_What is needed_.
Go through the entries below. Copy out every line that contains "Your".

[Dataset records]
== == ==
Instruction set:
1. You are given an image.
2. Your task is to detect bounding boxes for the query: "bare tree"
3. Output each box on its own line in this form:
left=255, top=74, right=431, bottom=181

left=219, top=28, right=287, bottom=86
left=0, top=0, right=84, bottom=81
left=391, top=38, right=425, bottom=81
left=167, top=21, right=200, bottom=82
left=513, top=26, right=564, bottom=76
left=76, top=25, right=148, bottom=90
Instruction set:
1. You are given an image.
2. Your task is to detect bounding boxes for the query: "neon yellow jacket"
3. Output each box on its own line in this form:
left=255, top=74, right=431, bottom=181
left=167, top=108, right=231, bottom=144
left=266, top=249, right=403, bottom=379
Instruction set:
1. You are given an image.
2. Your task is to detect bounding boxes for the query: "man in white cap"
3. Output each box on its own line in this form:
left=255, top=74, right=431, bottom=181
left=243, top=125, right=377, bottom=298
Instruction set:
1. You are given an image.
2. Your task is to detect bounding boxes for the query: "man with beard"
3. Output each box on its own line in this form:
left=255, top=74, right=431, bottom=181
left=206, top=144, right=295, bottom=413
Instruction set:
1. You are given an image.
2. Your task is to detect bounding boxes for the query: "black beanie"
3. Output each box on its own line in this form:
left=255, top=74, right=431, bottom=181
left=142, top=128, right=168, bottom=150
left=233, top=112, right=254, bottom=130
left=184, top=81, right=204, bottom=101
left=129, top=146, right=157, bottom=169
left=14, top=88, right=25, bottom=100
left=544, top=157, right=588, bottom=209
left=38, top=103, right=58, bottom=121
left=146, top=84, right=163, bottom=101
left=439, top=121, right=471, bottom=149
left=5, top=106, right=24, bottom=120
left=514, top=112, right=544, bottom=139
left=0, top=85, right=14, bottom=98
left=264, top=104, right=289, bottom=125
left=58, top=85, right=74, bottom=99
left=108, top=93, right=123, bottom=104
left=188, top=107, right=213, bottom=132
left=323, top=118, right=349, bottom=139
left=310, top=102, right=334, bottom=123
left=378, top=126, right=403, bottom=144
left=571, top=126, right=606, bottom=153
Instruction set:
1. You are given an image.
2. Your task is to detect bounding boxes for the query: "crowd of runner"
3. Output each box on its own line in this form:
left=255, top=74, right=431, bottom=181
== == ==
_Response below_.
2. Your task is to detect bounding boxes for the query: "bare tree"
2. Your task is to detect bounding boxes for the query: "neon yellow jacket"
2. Your task is to detect bounding boxes for the query: "man in white cap"
2. Your task is to detect bounding boxes for the query: "man with beard"
2. Your task is to detect bounding boxes for the query: "black beanie"
2. Your task is to detect bounding boxes for the query: "crowd of runner"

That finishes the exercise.